**Task prompt:** Please reproduce the entries exactly, skipping each picture.

**Records for this task:**
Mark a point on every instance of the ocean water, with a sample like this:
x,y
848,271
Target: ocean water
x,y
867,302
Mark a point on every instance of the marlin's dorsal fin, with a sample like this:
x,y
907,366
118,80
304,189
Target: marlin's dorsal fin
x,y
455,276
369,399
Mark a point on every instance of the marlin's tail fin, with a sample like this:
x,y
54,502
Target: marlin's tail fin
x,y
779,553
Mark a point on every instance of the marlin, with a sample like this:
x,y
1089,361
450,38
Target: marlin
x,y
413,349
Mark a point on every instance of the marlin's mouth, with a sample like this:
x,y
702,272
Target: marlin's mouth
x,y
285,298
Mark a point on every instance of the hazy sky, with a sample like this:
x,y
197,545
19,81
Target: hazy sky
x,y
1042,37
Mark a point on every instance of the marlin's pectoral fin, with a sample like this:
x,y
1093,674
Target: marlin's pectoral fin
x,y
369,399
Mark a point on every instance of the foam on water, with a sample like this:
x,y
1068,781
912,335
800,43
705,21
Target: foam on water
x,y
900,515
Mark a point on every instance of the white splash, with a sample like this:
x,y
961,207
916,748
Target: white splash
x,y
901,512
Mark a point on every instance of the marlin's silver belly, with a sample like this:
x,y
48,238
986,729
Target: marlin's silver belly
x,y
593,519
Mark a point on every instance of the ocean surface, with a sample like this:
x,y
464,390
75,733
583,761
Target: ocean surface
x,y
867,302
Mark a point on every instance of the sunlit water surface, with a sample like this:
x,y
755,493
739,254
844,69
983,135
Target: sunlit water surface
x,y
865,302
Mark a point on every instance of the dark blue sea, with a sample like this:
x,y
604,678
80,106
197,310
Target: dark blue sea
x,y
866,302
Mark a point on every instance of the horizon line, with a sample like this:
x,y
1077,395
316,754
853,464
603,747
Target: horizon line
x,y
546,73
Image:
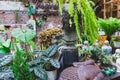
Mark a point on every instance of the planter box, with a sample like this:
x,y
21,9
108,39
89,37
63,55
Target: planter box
x,y
116,44
52,75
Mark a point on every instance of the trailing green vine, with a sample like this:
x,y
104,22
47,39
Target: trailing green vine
x,y
89,22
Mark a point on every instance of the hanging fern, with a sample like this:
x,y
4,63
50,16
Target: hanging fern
x,y
77,25
89,22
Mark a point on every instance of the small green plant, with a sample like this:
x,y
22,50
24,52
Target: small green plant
x,y
89,22
5,47
20,67
45,61
109,26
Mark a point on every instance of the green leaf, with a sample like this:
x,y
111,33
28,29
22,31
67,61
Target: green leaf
x,y
109,26
5,60
55,63
41,73
51,50
24,35
4,50
7,44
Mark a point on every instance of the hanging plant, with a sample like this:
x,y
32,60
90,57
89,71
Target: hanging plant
x,y
89,22
31,10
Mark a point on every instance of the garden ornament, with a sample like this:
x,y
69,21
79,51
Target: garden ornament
x,y
117,51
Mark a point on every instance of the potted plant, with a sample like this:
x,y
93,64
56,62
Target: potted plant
x,y
116,41
44,66
5,47
109,26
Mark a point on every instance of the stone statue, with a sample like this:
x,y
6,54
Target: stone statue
x,y
68,29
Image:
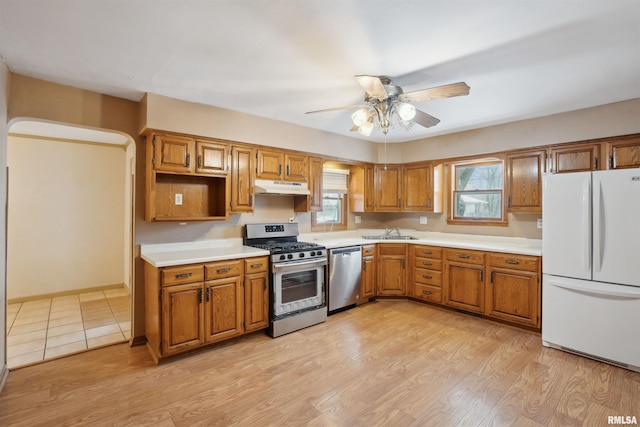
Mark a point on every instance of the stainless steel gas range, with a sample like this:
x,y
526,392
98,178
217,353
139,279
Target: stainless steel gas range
x,y
297,280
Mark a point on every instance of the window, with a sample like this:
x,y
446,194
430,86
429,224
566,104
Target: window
x,y
334,201
477,192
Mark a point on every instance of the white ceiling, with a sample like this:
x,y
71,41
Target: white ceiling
x,y
280,58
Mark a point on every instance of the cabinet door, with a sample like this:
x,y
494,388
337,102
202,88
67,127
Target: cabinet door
x,y
242,171
465,286
624,153
211,157
417,195
524,181
256,301
173,153
182,313
270,164
224,311
367,279
315,184
296,167
513,296
388,188
575,158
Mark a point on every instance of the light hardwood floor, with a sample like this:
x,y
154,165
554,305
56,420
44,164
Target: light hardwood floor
x,y
390,363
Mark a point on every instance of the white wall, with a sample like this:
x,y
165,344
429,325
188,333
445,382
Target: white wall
x,y
66,216
4,96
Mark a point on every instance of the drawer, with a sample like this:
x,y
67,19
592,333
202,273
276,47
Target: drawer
x,y
222,269
428,277
368,250
181,275
464,255
427,252
516,262
256,265
428,293
431,264
391,249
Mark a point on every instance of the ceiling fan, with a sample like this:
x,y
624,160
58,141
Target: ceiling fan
x,y
386,103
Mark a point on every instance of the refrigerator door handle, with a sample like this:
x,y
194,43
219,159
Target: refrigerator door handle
x,y
598,225
586,225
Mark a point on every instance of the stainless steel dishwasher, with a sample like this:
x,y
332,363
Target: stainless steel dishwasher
x,y
345,265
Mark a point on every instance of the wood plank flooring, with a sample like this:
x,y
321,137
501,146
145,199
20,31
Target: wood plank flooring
x,y
390,363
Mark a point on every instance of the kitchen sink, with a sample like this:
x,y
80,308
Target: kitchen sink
x,y
389,237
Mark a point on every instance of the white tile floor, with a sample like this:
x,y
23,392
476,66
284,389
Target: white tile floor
x,y
50,327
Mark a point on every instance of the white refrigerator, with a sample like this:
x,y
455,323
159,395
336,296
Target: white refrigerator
x,y
591,265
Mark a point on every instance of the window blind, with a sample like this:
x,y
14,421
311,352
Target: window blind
x,y
335,180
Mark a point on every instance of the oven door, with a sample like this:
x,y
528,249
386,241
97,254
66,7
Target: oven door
x,y
298,286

**Written solution:**
Mark a point on every instance of the ocean water, with a sample like this:
x,y
848,271
Target: ocean water
x,y
867,302
Mark a point on every instance of the marlin's dorsal fin, with a sample like this:
x,y
907,366
118,80
304,189
Target: marlin's dorsal fin
x,y
455,276
369,399
Mark a point on every instance of the marlin's tail fin, with a sample like this:
x,y
54,502
Target: marlin's tail fin
x,y
779,553
Mark a point on every instance of the marlin, with a sample like this:
x,y
1089,361
450,38
Target: marlin
x,y
413,349
Mark a point on every instance of the marlin's mouth, with a sample like this:
x,y
702,272
Target: marlin's mouth
x,y
285,298
Mark a point on every instance of the hazy sky, with a sample like this:
x,y
197,545
19,81
Target: hazy sky
x,y
1042,37
Mark a point on every instance of the marlin's pectoral fin, with a sample like this:
x,y
1093,674
Target: marlin's pectoral fin
x,y
369,399
Mark a point on every instance of the foam on water, with a sample like this:
x,y
1068,781
912,335
800,43
705,21
Target: foam on water
x,y
900,515
Mark a point on every instance of the white splash, with a sample like this:
x,y
961,207
916,748
Target: white splash
x,y
901,512
Mark a point on every instance of the marlin's silver belly, with a sample like this:
x,y
48,238
986,729
Target: marlin's silver belly
x,y
593,519
Mark a point on every instance of the ocean surface, with a sample like this:
x,y
464,390
75,733
583,761
Target: ocean surface
x,y
867,302
Mark a point on every instance of the sunlit water surface, with a sample like this:
x,y
755,493
739,254
844,69
983,135
Target: sunlit water surface
x,y
865,302
Mark a point on every instance of the dark blue sea, with a sample like this:
x,y
604,678
80,106
197,310
Target: dark blue sea
x,y
866,302
Mark a point on every instance of the horizon line, with a sample like this:
x,y
1077,395
316,754
853,464
603,747
Target: horizon line
x,y
546,73
Image:
Mark a point on every instance of the planter box, with a sample like this:
x,y
21,9
108,39
89,37
63,55
Target: planter box
x,y
116,44
52,75
Mark a point on every instance of the trailing green vine, with a sample like this:
x,y
104,22
47,39
Target: trailing green vine
x,y
89,22
Mark a point on every instance of the hanging fern, with a sample like this:
x,y
4,63
50,16
Target: hanging fern
x,y
77,25
89,22
Mark a point on every instance of the small green plant, with a sample like this:
x,y
22,50
24,52
Target: small green plant
x,y
89,22
5,47
20,67
45,61
109,26
Mark a point on every instance of the green leaf, with a sample like this:
x,y
111,33
28,29
22,31
67,61
Target: green leaf
x,y
109,26
5,60
55,63
41,73
51,50
24,35
4,50
7,44
Mark a point on every instance of the hanging plant, with a sample like this:
x,y
32,60
90,57
89,71
Target: hanging plant
x,y
89,22
31,10
Mark a point on every instance of the garden ornament, with a sample like this:
x,y
69,21
79,51
Target: garden ornament
x,y
117,51
Mark a point on every instance of the potted plant, with a sample like this:
x,y
93,64
56,62
Target: potted plant
x,y
116,41
44,66
5,47
109,26
Mark a point on every instance of the stone statue, with a sample like this:
x,y
6,54
Target: stone statue
x,y
68,29
Image:
Mark a point on every instance of the stainless steel gas range, with a sample like this:
x,y
526,392
98,178
217,353
139,279
Target: stainless steel gas range
x,y
297,280
Mark a point on every instance of the window, with a sample like this:
x,y
446,194
430,86
429,224
566,104
Target: window
x,y
334,201
477,192
Mark a point on every instance of the white ceiling, with a sample like this:
x,y
71,41
Target: white ceiling
x,y
280,58
Mark a point on every instance of the cabinet door, with a sample like this:
x,y
494,388
337,102
202,88
67,127
Target: cabinet door
x,y
242,171
465,286
624,153
211,157
417,195
524,181
256,301
173,153
182,313
270,164
224,311
367,279
315,184
296,167
513,296
388,188
575,158
Mark a point on every instance of the light hardwood floor, with a sample like this:
x,y
154,165
554,305
56,420
44,164
Target: light hardwood floor
x,y
390,363
Mark a point on every instance of the white wall, with a sample like this:
x,y
165,344
429,325
188,333
445,382
Target: white wall
x,y
66,216
4,96
Mark a point on every instance of the drawer, with a sample like this:
x,y
67,19
592,333
202,273
276,47
Target: drawer
x,y
222,269
428,277
368,250
181,275
464,255
427,252
516,262
256,265
428,293
431,264
391,249
Mark a point on every instance of the ceiling fan, with a sample like this:
x,y
624,160
58,141
Target: ceiling fan
x,y
386,103
Mark a point on every instance of the refrigerator door handle, with a sample like this:
x,y
194,43
219,159
Target: refrigerator door handle
x,y
598,225
586,225
Mark a point on every instance of the stainless steel dishwasher, with a sample like this:
x,y
332,363
Target: stainless steel dishwasher
x,y
345,265
Mark a point on every instance of the wood plank flooring, with a sample like this:
x,y
321,137
501,146
145,199
20,31
Target: wood plank flooring
x,y
390,363
Mark a point on every instance of the kitchen sink, with a sample like this:
x,y
80,308
Target: kitchen sink
x,y
389,237
Mark a point on every instance of the white tile floor, with a sample like this:
x,y
23,392
476,66
284,389
Target: white tile floor
x,y
50,327
Mark a point on every instance of the white refrigerator, with a sample like this:
x,y
455,323
159,395
336,296
Target: white refrigerator
x,y
591,265
Mark a point on every instance of the window blind, with a sample like this:
x,y
14,421
311,352
Target: window blind
x,y
335,180
Mark a point on every instance of the oven door, with a sample like this:
x,y
528,249
386,241
97,254
66,7
Target: oven door
x,y
298,286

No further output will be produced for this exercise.